BEGIN

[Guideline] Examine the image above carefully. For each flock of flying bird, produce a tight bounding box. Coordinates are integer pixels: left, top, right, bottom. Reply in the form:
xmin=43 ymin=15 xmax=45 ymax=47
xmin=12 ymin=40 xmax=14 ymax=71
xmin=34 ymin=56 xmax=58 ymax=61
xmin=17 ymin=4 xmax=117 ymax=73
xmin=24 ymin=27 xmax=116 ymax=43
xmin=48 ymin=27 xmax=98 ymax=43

END
BEGIN

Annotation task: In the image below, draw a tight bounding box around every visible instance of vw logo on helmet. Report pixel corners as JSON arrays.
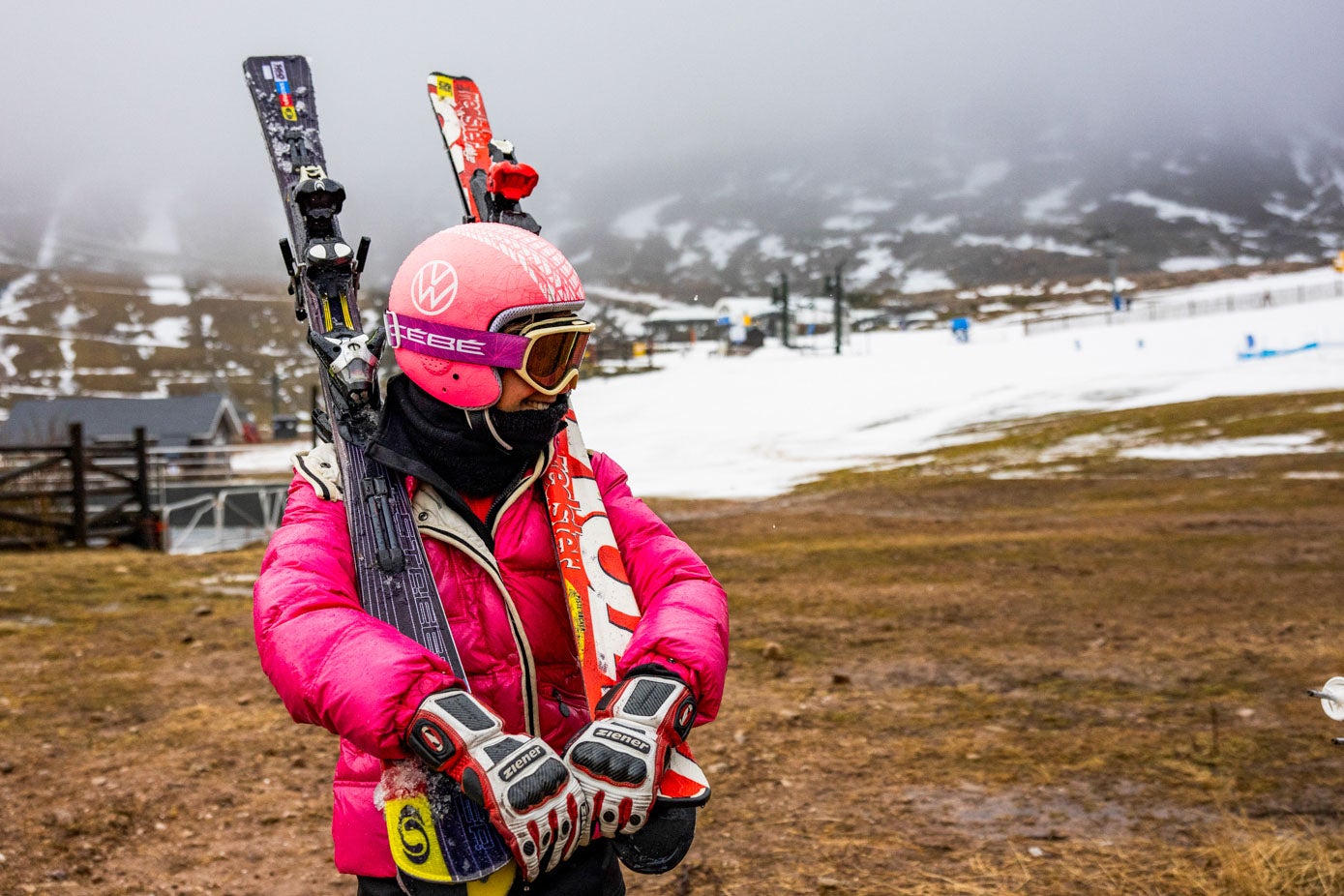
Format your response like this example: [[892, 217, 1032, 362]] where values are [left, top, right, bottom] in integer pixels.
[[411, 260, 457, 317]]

END

### Aim
Reproduce verbatim the data from the line containing "[Guideline] Examine the" up to and including the line containing "xmin=48 ymin=27 xmax=98 ymax=43".

### Result of the exercise
[Guideline] Examine the image above carefully. For each flock of flying bird, produce a tight bounding box. Coordinates are integer pixels: left, top, right, bottom. Reply in the form:
xmin=43 ymin=15 xmax=45 ymax=47
xmin=12 ymin=40 xmax=14 ymax=71
xmin=34 ymin=56 xmax=58 ymax=61
xmin=17 ymin=4 xmax=117 ymax=73
xmin=24 ymin=27 xmax=116 ymax=43
xmin=48 ymin=27 xmax=98 ymax=43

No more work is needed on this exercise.